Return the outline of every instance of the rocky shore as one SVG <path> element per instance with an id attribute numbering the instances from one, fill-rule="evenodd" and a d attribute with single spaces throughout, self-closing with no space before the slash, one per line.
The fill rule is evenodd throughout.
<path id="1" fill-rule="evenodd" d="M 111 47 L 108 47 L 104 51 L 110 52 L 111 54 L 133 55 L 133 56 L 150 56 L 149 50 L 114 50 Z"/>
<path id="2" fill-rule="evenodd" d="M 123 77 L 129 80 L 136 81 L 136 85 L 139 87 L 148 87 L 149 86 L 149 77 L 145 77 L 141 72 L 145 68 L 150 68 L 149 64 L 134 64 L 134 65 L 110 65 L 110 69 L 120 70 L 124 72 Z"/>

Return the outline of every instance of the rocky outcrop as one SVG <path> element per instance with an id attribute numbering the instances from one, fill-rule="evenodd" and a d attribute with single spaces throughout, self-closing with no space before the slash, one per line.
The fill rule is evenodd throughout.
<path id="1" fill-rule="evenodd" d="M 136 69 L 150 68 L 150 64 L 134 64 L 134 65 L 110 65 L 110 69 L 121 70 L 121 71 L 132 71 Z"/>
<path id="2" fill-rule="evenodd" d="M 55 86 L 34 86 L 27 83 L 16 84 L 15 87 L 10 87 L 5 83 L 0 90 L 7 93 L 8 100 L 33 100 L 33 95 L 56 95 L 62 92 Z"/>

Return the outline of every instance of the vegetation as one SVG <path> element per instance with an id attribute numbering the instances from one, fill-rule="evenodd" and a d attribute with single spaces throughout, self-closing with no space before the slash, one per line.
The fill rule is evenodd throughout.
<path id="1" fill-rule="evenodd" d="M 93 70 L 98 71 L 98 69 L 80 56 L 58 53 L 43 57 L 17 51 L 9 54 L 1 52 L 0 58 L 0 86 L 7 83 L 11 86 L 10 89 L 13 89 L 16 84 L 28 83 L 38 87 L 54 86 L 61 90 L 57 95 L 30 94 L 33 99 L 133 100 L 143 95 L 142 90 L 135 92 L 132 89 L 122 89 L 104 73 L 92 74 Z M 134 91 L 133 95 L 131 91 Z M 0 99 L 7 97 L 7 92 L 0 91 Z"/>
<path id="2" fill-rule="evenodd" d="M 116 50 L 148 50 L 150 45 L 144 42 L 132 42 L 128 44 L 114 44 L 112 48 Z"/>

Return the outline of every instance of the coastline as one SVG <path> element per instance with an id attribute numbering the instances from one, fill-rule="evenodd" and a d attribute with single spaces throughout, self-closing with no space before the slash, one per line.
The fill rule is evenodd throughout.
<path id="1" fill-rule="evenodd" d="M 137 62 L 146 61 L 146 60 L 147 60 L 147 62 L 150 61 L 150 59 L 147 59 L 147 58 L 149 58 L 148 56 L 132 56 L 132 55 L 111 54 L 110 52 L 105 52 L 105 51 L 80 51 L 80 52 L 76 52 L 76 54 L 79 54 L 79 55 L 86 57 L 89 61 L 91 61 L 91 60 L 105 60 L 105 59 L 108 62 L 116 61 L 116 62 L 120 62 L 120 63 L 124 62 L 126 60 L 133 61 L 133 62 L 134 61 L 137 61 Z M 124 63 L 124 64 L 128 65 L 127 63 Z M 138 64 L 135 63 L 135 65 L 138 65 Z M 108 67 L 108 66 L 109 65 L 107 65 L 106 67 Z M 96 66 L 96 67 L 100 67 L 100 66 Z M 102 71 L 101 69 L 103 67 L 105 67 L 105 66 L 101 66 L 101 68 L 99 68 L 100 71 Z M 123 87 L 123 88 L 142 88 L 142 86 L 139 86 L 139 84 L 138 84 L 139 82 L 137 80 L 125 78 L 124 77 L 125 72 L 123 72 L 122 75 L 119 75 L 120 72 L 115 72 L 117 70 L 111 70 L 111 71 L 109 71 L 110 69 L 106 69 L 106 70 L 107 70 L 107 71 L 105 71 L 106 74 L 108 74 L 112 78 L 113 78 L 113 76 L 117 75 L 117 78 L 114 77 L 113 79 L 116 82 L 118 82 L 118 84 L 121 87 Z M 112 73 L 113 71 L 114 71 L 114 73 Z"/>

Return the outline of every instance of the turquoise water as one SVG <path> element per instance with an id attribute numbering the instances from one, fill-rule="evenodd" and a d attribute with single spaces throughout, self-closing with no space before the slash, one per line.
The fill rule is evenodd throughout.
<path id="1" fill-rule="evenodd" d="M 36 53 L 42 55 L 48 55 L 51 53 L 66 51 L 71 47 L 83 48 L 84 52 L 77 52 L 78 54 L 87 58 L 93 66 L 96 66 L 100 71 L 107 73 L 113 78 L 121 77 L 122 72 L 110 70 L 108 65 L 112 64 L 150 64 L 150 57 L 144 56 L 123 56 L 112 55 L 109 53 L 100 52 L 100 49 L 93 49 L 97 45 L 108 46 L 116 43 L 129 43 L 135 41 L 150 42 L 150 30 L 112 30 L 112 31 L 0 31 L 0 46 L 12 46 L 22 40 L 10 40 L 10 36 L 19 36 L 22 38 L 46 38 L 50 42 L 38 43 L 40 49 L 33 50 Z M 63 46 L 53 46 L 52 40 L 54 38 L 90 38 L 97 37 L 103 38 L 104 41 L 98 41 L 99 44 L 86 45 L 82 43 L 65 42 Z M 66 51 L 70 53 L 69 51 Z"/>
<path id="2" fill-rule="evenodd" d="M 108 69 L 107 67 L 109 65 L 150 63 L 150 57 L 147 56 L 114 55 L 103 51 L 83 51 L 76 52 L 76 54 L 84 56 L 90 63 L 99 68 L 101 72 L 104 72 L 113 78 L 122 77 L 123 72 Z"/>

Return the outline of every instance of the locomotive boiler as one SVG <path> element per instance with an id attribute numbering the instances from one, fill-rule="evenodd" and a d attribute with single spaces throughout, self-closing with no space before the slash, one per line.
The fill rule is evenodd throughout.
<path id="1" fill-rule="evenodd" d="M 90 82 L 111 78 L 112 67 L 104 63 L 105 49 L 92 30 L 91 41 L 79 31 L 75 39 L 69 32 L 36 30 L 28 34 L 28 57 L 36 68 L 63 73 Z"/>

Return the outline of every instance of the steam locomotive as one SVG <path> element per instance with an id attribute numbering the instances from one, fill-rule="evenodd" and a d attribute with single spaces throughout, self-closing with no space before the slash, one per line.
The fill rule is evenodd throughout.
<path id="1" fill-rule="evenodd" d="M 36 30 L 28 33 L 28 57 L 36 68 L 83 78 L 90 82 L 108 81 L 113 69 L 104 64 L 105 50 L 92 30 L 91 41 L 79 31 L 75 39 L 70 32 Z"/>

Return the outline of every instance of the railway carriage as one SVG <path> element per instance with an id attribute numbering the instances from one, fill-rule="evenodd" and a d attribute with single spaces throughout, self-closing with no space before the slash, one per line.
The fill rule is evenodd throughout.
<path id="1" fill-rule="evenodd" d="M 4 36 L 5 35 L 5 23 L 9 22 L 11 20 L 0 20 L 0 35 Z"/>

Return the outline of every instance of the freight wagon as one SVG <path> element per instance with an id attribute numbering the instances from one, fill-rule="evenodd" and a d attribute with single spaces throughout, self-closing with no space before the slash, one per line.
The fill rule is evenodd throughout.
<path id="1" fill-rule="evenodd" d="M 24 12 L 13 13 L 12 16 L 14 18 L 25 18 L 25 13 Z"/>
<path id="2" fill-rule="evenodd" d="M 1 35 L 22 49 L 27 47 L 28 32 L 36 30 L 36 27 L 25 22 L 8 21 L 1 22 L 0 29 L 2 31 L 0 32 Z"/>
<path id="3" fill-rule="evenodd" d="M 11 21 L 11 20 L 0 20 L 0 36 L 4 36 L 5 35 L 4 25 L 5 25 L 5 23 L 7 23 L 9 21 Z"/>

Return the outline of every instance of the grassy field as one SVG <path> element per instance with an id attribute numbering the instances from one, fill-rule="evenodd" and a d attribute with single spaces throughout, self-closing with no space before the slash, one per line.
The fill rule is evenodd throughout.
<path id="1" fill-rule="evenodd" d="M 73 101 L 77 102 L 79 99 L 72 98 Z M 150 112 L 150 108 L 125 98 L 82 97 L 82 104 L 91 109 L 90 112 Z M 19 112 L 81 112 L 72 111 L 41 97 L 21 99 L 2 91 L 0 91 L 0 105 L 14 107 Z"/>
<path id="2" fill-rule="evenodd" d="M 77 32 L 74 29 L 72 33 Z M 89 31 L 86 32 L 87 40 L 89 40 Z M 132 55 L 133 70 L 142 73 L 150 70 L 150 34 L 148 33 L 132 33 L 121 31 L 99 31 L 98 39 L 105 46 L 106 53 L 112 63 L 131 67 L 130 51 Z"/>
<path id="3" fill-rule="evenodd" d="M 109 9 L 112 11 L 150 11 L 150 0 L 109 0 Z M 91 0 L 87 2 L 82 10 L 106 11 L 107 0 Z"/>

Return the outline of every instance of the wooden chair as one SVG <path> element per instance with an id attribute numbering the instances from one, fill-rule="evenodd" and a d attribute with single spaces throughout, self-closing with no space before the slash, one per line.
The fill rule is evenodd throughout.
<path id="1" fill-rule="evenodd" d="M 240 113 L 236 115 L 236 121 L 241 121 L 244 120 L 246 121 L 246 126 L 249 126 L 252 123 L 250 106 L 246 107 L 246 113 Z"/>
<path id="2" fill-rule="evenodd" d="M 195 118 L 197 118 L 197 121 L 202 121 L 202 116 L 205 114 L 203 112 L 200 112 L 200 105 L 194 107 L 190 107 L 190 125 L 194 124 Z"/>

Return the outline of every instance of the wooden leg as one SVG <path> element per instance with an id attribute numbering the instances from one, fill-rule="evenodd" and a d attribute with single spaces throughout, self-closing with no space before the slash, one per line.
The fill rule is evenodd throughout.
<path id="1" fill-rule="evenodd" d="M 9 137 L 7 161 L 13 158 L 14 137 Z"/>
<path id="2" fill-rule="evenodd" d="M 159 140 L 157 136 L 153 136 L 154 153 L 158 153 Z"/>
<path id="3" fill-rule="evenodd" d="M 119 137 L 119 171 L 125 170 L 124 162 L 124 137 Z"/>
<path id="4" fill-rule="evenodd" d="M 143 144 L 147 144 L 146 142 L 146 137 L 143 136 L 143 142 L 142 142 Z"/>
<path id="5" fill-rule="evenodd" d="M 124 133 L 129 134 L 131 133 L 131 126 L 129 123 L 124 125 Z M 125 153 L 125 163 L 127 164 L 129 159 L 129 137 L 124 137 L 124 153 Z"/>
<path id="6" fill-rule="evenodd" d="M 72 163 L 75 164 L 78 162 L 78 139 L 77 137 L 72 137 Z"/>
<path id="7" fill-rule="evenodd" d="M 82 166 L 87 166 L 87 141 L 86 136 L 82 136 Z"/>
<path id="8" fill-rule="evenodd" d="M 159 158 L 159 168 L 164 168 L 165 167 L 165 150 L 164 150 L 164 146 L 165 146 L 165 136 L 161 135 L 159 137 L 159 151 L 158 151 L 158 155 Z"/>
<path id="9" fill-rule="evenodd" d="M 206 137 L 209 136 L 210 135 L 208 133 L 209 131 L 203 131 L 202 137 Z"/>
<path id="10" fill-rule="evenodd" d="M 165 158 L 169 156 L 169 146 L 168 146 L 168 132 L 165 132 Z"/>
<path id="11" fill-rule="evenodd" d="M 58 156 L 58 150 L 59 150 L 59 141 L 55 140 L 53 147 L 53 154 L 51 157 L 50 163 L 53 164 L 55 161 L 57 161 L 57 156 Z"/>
================================
Work to be completed => Return, unchanged, the lines above from the one containing "Return the outline of every instance of the rocky outcrop" through the one containing "100 L 33 100", including both of those lines.

Response to the exercise =>
Return the outline of every instance of the rocky outcrop as one SVG <path> element per instance with an id attribute numbering the instances from one, fill-rule="evenodd" and a d attribute with single spaces throughout, self-closing with no space before the slash, one per line.
The fill rule is evenodd throughout.
<path id="1" fill-rule="evenodd" d="M 136 69 L 150 68 L 150 64 L 134 64 L 134 65 L 110 65 L 110 69 L 121 70 L 121 71 L 132 71 Z"/>
<path id="2" fill-rule="evenodd" d="M 55 86 L 34 86 L 27 83 L 16 84 L 15 87 L 10 87 L 5 83 L 0 90 L 7 93 L 8 100 L 33 100 L 33 95 L 56 95 L 62 92 Z"/>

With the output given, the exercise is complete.